→ BRANO CITATO
|---|

Il sole comincia a svegliarsi alle sei e mezzo del mattino. Esco allo scoperto prima io di lui, ma non è affatto male quando inizia a scaldare dal finestrino, un po' oscurato e non troppo pulito, del treno.
Arrivo a Pavia. Quello che vedo dalla stazione all'ospedale non mi permette di avanzare ampi giudizi, eppure trovo che sia una bella città; una città non troppo grande, che mette a propio agio, un po' come la mia. Ma più particolare della mia; sicuramente molto di più. E sono consapevole del fatto che esprimo questo pensiero per via di un'abitudine infelice che mi fa apprezzare tutto ciò che differisce da questo luogo.
Arrivo al policlinico, giungendo al padiglione della clinica allergologica dopo aver camminato in mezzo ad altri padiglioni. Mi piacciono gli ospedali che sono strutturati in questa maniera: non all'interno di un'unico triste palazzo, ma divisi per settori; mi ricorda un po' l'organizzazione di una caserma, ma anche una sorta di villaggio. L'impatto, nel complesso, è positivo ed è già qualcosa, per un ospedale. Almeno l'ambiente deve - dovrebbe - essere confortevole.
Faccio quello che devo fare e aspetto il tempo che devo aspettare. Poi finalmente ho l'esito.
Problema: una fastidiosissima dermatite che da tempo mi stava devastando le mani.
Soluzione (o, meglio, causa del problema da cui potrà arrivare la soluzione): allergia ai profumi.
La dottoressa che mi espone la diagnosi mi dice che devo cambiare cosmetici, detergenti igienici e detergenti per gli indumenti. Non sarà facile trovare prodotti che non contengano alcuna traccia di un qualche profumo, ma penso anche che non sarà nemmeno impossibile. E, soprattutto, nonostante un primo scoraggiamento, credo che poteva andarmi peggio (e lo dico compiendo allo stesso tempo un gesto scaramantico, che nella vita non si sa mai...). Dovrò pestare un po' di attenzione, portare sempre con me un sapone apposito per evitare quelli ultrachimici che si trovano nei bagni dei locali, del posto di lavoro, ecceteraeccetera.

|---|

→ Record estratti
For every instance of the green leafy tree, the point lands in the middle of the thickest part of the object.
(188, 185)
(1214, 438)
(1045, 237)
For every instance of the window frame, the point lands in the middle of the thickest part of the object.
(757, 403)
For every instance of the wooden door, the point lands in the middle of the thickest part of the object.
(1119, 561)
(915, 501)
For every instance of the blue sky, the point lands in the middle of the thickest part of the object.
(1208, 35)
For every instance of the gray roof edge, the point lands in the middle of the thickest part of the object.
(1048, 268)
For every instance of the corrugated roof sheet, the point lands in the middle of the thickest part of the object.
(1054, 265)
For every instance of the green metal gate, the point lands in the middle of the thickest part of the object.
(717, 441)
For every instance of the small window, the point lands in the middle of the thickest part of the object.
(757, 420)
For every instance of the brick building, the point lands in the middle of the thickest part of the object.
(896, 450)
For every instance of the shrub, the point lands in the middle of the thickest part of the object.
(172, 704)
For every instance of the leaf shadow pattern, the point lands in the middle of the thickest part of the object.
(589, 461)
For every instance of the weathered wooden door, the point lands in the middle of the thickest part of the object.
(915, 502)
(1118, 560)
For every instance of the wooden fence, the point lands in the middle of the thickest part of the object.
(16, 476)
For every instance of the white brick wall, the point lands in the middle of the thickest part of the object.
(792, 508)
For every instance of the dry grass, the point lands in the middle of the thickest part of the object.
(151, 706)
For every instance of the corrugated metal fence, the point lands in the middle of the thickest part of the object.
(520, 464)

|---|

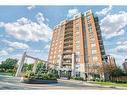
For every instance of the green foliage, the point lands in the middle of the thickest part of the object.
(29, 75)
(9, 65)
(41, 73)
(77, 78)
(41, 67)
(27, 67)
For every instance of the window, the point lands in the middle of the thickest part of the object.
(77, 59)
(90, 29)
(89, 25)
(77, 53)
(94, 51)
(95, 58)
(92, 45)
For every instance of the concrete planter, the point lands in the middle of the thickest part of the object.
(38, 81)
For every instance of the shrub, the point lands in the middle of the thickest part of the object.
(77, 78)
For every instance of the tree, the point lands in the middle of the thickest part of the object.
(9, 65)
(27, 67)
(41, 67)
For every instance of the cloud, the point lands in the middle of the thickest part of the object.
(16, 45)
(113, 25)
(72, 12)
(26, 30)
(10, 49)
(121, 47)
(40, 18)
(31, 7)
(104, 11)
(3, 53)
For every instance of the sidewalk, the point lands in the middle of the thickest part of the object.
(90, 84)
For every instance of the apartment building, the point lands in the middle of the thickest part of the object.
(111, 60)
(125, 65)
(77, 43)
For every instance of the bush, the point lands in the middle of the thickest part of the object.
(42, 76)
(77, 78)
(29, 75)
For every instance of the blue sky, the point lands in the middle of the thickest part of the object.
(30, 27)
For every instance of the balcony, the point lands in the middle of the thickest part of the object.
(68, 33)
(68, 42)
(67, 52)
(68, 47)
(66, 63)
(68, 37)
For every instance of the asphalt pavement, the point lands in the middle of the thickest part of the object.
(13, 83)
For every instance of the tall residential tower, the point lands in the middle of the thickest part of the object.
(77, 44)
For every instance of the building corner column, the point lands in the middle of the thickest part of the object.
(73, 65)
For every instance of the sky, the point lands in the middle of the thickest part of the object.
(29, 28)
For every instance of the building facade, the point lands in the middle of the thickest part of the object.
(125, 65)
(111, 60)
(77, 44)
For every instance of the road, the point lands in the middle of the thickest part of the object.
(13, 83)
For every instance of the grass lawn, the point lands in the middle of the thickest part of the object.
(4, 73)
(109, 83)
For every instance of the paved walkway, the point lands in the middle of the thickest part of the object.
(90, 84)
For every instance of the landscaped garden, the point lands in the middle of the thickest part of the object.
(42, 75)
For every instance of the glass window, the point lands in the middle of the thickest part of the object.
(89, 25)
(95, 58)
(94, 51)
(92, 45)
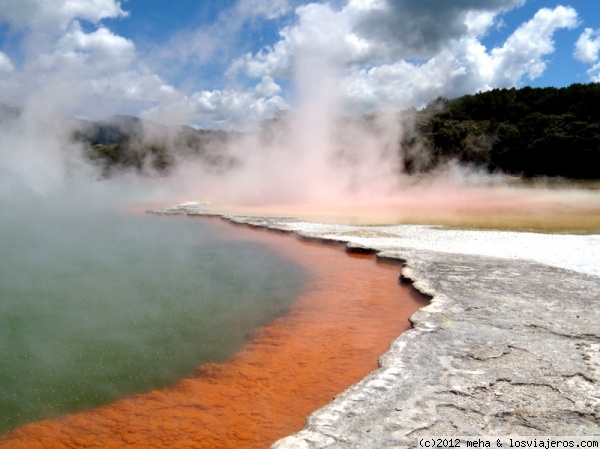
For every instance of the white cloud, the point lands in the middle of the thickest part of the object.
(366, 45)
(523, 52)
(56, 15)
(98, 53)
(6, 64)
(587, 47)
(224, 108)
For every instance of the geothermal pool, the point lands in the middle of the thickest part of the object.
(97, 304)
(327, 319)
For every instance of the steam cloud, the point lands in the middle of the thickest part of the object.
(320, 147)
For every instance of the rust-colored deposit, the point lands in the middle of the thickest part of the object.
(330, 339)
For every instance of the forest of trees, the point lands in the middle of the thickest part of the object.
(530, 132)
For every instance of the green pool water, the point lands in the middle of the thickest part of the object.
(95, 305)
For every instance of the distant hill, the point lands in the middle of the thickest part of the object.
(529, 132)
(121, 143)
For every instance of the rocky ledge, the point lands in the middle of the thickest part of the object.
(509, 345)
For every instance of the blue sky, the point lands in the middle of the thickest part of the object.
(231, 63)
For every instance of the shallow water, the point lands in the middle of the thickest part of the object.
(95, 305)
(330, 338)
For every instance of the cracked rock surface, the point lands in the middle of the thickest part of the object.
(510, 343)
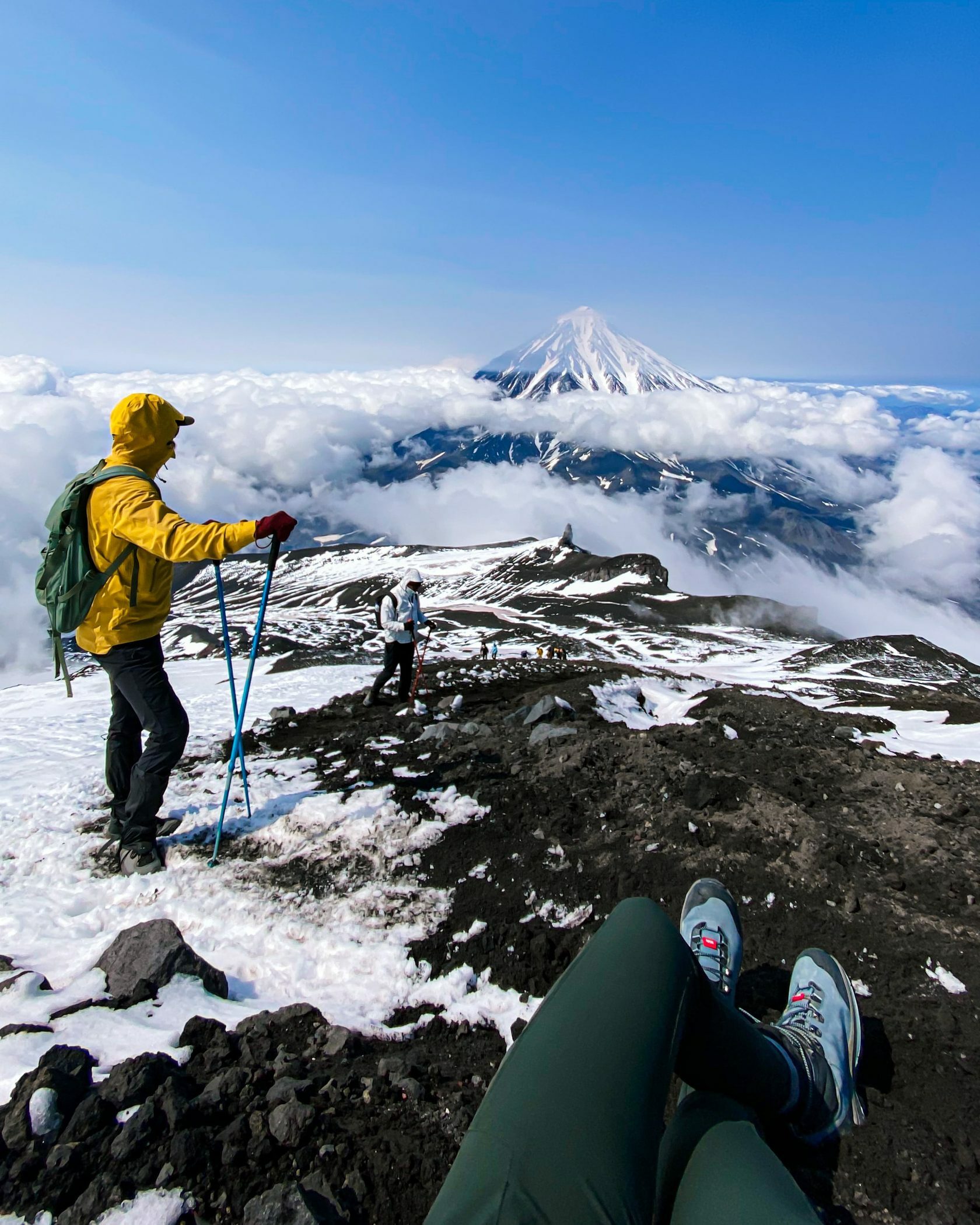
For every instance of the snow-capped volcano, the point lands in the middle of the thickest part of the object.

|---|

→ DESCRIZIONE DEL COMPITO
Rispondi alle seguenti domande sul racconto della visita alla clinica allergologica.
(a) A che ora comincia a svegliarsi il sole?
(b) In quale città arriva chi scrive?
(c) Quale allergia emerge dalla diagnosi?
Per questo lavoro i dati non servono.

→ RISPOSTA
(a) Alle sei e mezzo del mattino.
(b) A Pavia.
(c) L'allergia ai profumi.